Text extract
○ ○ ○ ○ ○ ○ ○
Writing functions

The Skip reactive computation runtime maintains a directed graph, with vertices containing application data and edges describing the computations that produce and manipulate that data. This graph is used to automatically invalidate and re-evaluate computations when their input dependencies change -- but, it requires your application logic to be written in a form that supports this tracking of dependencies and re-evaluation!

This section describes the invariants your code must satisfy, gives some examples, and explains the guardrails that the Skip runtime puts in place to prevent common pitfalls.

Overview

Skip mapper functions must be side-effect-free and deterministic in order to reliably and intuitively run in the Skip runtime environment, which will reevaluate them (when their inputs change) and reuse their results (when their outputs are _un_changed).

Out-of-band dependencies on imperative mutable state outside of the Skip heap can lead to stale results when that state changes. Similarly, if a reactive computation mutates some external data, that mutation can happen repeatedly when inputs to the computation change, potentially causing bugs if the mutation is not idempotent.

Non-determinism can produce unexpected behavior in a reactive environment, since changing outputs will propagate through the computation graph, potentially incurring significant reevaluation costs. The main invariant that the Skip runtime guarantees is from-scratch consistency (i.e. reactive outputs are precisely the same as if the full computation were reexecuted from scratch, without any caching or reuse) which is weakened by non-determinisism. Although non-determinism is not necessarily a bug in the strictest sense, it can make reactive systems difficult to reason about and should be used only with careful consideration.

Examples

Mappers must implement the Skip Mapper interface and define a mapElement function which takes a key and corresponding values from an input collection and produces some key/value pairs defining an output collection.

All keys and values must be JSON-encodable (i.e. extend Json), but the input collection's key/value types K1/V1 do not need to coincide with the output collection's key/value types K2/V2.

interface Mapper<
  K1 extends Json,
  V1 extends Json,
  K2 extends Json,
  V2 extends Json,
> {
  mapEntry(key: K1, values: Values<V1>): Iterable<[K2, V2]>;
}

First, let us revisit the example Mapper from the previous section:

// Mapper function to compute the active users of each group
class ActiveMembers implements Mapper<GroupID, Group, GroupID, UserID> {
  constructor(private users: EagerCollection<UserID, User>) {}

  mapEntry(gid: GroupID, group: Values<Group>): Iterable<[GroupID, UserID]> {
    return group
      .getUnique()
      .members.flatMap((uid) =>
        this.users.getUnique(uid).active ? [[gid, uid]] : [],
      );
  }
}

The type instantiation Mapper<GroupID, Group, GroupID, UserID> indicates that this Mapper will be applied over a collection with GroupID keys and Group values, and produce a collection with GroupID keys and UserID values. Note that while this function is mapped over a GroupID to Group collection, it also has access to the users collection provided to the constructor, and can read from users while processing each entry. The Skip Runtime tracks that the output collection depends on both the input collection as well as the users collection, and keeps the output collection up-to-date in reaction to changes to either dependency.
○ ○ ○ ○ ○ ○ ○
List of tasks
A: In the text on writing Skip functions, what is the main invariant the Skip runtime guarantees?
B: Count the lines of the records that contain the string "pole", treating uppercase and lowercase as different. Give only the number.
The text above and the records below are unrelated material.

Information provided
○ ○ ○ ○ ○ ○ ○
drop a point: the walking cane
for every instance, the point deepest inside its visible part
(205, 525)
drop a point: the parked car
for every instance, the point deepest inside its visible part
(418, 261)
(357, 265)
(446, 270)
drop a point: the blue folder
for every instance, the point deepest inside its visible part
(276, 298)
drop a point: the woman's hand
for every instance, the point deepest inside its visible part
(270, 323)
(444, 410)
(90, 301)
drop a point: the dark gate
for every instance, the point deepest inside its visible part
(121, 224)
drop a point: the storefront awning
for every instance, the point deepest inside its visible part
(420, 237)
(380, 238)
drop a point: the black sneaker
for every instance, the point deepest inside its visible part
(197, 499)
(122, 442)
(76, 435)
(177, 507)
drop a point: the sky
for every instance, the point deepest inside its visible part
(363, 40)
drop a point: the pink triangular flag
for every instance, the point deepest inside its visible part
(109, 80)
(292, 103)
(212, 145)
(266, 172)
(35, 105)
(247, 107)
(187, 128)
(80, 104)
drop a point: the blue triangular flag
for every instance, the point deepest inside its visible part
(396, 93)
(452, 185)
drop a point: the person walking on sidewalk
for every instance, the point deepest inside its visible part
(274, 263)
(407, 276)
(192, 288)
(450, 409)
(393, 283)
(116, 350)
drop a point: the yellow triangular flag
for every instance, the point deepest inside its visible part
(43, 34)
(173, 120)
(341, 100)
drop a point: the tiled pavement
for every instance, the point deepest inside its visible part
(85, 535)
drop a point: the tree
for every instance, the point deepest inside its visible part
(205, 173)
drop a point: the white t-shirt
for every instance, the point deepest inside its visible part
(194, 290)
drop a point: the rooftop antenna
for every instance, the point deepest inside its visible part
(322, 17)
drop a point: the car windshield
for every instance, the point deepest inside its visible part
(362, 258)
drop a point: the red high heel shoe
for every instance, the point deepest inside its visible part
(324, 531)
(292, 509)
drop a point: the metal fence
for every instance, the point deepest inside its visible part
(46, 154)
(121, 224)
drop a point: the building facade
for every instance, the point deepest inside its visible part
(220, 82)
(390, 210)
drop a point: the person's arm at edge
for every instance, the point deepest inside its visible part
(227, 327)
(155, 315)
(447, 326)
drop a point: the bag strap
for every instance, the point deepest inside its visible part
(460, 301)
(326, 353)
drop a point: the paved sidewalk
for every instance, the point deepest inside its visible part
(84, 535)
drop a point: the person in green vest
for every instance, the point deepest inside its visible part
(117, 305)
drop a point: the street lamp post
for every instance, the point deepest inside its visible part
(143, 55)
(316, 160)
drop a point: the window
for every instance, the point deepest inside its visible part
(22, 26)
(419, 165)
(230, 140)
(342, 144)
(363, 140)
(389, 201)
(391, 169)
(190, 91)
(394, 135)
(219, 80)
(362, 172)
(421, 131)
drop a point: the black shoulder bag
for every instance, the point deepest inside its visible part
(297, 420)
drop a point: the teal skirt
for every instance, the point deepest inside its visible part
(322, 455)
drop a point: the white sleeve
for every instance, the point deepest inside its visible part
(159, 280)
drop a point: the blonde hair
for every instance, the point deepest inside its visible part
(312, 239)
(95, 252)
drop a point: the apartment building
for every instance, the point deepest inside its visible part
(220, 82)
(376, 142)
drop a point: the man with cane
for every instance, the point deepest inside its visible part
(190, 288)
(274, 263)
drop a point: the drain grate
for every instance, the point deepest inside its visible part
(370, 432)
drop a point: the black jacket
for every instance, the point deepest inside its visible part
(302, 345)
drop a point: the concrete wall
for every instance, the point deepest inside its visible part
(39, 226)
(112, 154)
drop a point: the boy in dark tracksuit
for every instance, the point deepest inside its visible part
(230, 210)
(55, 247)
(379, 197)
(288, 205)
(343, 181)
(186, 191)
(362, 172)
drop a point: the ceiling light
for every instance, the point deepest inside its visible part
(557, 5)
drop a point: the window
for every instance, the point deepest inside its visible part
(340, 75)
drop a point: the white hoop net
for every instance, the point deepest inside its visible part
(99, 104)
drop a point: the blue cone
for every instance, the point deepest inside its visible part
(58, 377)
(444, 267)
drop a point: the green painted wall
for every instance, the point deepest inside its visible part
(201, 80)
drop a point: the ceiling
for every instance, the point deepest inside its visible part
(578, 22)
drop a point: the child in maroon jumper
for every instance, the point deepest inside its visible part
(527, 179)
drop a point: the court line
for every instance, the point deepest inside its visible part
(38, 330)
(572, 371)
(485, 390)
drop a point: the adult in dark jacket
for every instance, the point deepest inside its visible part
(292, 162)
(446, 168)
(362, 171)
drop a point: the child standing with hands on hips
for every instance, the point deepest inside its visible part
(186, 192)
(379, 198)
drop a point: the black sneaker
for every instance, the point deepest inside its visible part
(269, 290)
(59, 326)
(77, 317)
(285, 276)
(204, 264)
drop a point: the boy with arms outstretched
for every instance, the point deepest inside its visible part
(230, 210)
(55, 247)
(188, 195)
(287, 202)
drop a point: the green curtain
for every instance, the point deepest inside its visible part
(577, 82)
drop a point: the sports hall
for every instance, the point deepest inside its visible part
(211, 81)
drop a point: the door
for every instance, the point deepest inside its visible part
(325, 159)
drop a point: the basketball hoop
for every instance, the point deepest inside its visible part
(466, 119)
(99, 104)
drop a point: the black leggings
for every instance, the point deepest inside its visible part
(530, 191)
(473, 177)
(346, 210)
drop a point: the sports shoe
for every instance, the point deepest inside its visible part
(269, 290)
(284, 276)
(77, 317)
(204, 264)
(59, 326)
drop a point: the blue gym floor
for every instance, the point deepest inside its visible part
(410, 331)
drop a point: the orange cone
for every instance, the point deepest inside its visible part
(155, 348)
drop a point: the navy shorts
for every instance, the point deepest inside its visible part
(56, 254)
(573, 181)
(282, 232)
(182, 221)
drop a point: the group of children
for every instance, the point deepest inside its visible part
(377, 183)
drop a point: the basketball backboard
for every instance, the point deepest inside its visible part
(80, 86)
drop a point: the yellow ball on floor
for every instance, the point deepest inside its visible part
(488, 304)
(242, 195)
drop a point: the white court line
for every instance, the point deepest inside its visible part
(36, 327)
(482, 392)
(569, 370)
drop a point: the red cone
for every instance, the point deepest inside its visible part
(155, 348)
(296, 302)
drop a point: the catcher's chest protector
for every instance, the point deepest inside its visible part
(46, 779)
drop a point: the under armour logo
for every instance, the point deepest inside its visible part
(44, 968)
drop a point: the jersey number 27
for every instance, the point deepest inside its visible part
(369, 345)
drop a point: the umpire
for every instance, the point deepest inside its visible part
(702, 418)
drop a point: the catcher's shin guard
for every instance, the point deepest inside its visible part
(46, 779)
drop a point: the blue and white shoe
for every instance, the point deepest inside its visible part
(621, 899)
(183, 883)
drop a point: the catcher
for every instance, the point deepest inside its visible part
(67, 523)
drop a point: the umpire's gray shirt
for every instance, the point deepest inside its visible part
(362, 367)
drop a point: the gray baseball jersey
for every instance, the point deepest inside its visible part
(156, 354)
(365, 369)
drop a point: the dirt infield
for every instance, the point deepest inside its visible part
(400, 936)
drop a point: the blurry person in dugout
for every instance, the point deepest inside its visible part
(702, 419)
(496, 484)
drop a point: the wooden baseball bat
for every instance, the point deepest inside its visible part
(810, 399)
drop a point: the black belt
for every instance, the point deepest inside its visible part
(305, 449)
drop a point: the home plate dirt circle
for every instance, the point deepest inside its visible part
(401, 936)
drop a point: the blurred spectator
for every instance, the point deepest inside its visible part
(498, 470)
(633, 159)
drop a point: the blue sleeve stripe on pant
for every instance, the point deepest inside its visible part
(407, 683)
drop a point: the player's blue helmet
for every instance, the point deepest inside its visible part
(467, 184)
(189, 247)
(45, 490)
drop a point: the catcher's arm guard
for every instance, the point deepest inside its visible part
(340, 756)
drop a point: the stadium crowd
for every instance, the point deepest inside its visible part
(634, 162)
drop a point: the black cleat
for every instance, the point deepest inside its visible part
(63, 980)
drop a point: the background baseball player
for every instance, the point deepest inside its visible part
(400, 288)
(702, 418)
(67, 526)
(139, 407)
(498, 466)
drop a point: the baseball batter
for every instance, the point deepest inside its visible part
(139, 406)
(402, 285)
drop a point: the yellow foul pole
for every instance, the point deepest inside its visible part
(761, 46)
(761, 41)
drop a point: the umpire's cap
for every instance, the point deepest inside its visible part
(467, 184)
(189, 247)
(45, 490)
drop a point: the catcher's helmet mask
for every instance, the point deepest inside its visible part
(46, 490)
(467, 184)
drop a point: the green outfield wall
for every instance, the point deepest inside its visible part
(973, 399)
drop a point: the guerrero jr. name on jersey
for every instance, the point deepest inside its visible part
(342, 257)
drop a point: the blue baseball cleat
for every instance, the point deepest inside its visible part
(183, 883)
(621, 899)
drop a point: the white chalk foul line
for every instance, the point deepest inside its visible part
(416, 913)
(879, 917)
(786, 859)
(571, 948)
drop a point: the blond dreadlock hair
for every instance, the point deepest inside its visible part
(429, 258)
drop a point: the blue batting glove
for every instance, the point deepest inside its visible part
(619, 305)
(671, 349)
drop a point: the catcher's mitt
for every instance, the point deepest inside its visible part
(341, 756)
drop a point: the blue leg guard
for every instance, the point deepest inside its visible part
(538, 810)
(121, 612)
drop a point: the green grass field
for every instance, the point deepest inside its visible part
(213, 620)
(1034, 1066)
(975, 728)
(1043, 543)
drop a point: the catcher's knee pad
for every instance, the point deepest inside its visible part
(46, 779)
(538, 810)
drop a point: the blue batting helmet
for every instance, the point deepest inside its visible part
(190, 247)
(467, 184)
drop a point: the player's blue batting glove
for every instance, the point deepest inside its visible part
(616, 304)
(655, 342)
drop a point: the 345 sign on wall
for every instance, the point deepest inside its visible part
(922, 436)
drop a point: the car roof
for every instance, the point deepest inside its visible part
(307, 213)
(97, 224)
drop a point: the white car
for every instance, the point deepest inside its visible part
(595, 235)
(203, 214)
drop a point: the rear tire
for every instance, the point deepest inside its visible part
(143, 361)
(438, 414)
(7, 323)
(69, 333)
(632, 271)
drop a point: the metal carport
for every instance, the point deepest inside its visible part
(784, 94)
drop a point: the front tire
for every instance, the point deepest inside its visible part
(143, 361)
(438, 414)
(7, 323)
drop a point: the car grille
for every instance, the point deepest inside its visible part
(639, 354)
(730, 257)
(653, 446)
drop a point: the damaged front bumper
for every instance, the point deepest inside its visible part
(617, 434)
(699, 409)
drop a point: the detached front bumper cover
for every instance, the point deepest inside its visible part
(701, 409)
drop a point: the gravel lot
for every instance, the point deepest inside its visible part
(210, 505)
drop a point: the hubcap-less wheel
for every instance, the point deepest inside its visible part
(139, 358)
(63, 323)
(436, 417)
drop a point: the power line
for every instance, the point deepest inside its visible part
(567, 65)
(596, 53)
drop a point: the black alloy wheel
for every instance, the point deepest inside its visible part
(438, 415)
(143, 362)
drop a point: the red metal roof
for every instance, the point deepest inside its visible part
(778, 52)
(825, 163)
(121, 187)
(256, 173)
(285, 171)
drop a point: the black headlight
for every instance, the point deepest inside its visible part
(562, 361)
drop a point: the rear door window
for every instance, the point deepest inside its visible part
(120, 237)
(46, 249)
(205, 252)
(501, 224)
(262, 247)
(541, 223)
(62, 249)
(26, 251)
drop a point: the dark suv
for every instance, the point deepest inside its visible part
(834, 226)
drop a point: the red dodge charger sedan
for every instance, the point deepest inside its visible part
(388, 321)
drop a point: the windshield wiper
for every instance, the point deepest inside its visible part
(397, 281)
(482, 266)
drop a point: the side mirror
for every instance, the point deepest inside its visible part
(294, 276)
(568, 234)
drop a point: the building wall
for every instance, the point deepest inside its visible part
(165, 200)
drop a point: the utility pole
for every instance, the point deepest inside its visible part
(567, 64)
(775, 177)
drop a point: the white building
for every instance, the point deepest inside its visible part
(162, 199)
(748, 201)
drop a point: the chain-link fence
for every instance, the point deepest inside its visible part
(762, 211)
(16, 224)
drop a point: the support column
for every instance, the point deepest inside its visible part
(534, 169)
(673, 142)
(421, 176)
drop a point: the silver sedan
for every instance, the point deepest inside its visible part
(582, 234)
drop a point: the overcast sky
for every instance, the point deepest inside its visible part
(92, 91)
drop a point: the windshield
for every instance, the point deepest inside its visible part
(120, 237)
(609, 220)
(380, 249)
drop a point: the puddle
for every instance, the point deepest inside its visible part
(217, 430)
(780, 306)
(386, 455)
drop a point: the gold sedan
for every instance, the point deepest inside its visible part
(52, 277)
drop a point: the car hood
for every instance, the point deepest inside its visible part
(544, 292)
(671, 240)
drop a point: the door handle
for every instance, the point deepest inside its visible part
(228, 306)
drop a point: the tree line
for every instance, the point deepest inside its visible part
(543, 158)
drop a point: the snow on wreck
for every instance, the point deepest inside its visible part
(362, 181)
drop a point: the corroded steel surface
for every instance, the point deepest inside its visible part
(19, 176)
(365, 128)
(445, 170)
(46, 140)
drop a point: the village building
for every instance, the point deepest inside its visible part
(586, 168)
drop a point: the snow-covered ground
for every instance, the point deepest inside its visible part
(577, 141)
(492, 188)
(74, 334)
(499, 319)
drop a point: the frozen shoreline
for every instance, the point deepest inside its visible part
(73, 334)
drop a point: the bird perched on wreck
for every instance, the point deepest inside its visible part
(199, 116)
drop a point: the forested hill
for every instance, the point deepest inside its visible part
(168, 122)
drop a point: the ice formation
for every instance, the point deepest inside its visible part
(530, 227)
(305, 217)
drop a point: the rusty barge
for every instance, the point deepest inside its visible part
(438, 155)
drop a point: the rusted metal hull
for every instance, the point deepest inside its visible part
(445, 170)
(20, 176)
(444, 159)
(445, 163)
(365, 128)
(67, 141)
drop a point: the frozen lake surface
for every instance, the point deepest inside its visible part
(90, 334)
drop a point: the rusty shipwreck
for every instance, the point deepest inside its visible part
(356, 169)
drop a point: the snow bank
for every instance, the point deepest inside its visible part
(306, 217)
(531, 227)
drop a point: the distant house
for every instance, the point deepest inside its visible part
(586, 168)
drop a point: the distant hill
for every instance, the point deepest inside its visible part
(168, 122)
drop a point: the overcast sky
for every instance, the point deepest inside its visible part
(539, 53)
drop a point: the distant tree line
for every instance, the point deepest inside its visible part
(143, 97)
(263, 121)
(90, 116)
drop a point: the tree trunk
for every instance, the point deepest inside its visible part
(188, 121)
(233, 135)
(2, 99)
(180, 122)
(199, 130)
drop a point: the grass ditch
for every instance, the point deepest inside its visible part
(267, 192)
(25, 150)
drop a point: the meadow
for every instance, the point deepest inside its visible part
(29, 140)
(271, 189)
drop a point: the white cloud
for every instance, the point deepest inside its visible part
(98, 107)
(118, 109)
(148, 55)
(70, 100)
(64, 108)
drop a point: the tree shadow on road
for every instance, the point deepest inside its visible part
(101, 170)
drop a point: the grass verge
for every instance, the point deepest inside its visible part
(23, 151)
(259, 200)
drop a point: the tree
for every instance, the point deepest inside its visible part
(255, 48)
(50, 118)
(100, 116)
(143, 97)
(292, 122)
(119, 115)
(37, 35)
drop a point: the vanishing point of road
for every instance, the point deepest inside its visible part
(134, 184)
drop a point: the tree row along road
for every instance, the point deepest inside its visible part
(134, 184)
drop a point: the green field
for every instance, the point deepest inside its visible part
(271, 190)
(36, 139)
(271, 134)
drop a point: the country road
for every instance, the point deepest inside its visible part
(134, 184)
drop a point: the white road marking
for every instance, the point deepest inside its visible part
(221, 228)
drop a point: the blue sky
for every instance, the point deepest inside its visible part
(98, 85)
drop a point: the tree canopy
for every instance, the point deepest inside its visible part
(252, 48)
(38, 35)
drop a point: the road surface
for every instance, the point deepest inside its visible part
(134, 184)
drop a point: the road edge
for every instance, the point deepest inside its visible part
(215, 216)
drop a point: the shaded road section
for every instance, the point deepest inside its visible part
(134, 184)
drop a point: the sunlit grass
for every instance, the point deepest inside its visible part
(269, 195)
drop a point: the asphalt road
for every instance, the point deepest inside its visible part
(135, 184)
○ ○ ○ ○ ○ ○ ○
The solutions
A: From-scratch consistency.

B: 2